> **Selection**
+---+

Abstract: In this paper, we show that the Kolmogorov two hidden layer neural network model with a continuous, discontinuous bounded or unbounded activation function in the second hidden layer can precisely represent continuous, discontinuous bounded and all unbounded multivariate functions, respectively.
During the forward pass you sample a discrete outcome given your NN weights to get an error for backprop. During the backward pass you directly propogate through the weights.
This GradTree paper[1] does a good job covering how to do discrete gradient-based optimization (i.e. NNs w/ discrete representations).
Another option is to use a GFlowNet[2]. Then you have a NN policy that takes discrete actions like you're playing an RL game. You're not back-propogating through something that isn't continuous, but you're utilizing a NN to make informed decisions about a problem with a discrete representation.
Well, the approach currently doesn't apply to architectures being used in practice, and it's not clear, at least to me, if it can scale to large datasets.
Fair points. But given the potential impact this would have in practice, I'm still surprised there isn't more interest in exploring whether it's possible to scale the approach. Transforming neural network training into convex formulations would drastically simplify many current difficulties.
The paper only gives an existence result for the general case, and may require an arbitrarily complex activation function to represent arbitrarily complex multivariate functions, so it's unlikely to be useful for machine-learning applications.
I can't remember now and never gave measure theory a proper study, but isn't there a happy result that you can quotient out by a space of functions with zero integral to get an almost everywhere differentiable function or something? Maybe that's for L2:continuous, not continuous:differentiable?
Even a result like f(x) = nice(x) + evil(x) with |evil| < epsilon should be "happy enough" right?
Edit: I may have been misremembering the Lebesgue decomposition theorem which is not quite so nice, as the singular part doesn't just go away.
For a "happy enough" approximation to the Weierstrass function, you can cut off the series once a^n/(1 - a) < epsilon and get a function that's differentiable everywhere. But it'll have an extremely large number of local optima, which is still bad for gradient descent.
The paper only gives a representation result, so no method is known yet for constructing the component functions `g` for the discontinuous case. See the last paragraph of the Conclusion.
It may turn out that the correct representation can be constructed using an alternate method than backpropagation. But this is still an open question.
This isn't my field at all, so this might be silly.
I was thinking about some weird activation function like say
0 for x < 0.5
0.5 for x in [0.5, 1]
0.1x + 1 for x > 1
While it is piece-wise differentiable, similar to ReLU, I'm guessing regular backpropagation would have would struggle with it.
My probably silly thought was, what if you used a smoothed version for computing the differentials for the backpropagation step, while keeping the discontinuous function for actual evaluation? My thought was this would make backprop sensitive to the step changes in the function, while allowing for discontinuous activation.
Of course this example function is just something random without any further thought, so probably not a useful one in actual usage.

+---+

> **Records provided**
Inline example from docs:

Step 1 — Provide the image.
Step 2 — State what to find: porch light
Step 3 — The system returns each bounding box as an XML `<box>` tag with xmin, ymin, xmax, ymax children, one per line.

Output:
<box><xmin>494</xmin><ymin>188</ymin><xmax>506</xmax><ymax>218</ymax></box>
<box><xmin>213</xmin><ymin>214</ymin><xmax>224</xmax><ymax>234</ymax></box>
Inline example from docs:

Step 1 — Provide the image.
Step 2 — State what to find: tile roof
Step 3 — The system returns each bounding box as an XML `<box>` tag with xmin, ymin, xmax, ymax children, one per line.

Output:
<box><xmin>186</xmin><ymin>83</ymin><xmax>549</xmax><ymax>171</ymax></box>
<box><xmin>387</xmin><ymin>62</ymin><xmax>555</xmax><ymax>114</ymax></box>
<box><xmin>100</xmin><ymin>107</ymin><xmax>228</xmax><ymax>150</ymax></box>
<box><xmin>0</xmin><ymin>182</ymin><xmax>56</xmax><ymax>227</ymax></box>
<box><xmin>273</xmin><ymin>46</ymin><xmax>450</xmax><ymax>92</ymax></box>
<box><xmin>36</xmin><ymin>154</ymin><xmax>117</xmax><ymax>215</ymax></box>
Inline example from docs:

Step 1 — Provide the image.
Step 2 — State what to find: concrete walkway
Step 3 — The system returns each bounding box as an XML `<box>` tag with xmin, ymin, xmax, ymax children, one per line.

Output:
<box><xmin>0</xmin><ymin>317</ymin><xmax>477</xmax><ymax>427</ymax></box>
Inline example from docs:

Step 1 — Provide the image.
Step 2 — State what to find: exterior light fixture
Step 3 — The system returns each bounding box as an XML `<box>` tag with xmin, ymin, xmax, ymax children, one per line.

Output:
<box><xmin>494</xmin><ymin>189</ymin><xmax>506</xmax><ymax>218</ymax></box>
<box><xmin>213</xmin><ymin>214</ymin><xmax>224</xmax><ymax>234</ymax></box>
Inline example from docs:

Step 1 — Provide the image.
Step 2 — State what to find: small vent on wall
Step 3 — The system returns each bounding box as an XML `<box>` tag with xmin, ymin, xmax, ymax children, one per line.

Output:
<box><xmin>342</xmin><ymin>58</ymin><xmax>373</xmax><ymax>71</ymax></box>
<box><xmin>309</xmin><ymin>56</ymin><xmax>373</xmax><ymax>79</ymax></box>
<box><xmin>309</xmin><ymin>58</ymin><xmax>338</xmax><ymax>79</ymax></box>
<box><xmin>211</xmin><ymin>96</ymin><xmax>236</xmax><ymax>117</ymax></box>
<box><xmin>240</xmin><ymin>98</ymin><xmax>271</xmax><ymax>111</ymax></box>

+---+

> **Set task 1**
Translate this sentence from the discussion thread into Spanish: "It may turn out that the correct representation can be constructed using an alternate method than backpropagation."
> **Set task 2**
Write out the passage of the discussion thread from "The paper only gives an" to "L2:continuous, not continuous:differentiable?", without changing a word.

> **Correct answer 1**
Puede resultar que la representación correcta se pueda construir mediante un método alternativo a la retropropagación.

> **Correct answer 2**
The paper only gives an existence result for the general case, and may require an arbitrarily complex activation function to represent arbitrarily complex multivariate functions, so it's unlikely to be useful for machine-learning applications.
I can't remember now and never gave measure theory a proper study, but isn't there a happy result that you can quotient out by a space of functions with zero integral to get an almost everywhere differentiable function or something? Maybe that's for L2:continuous, not continuous:differentiable?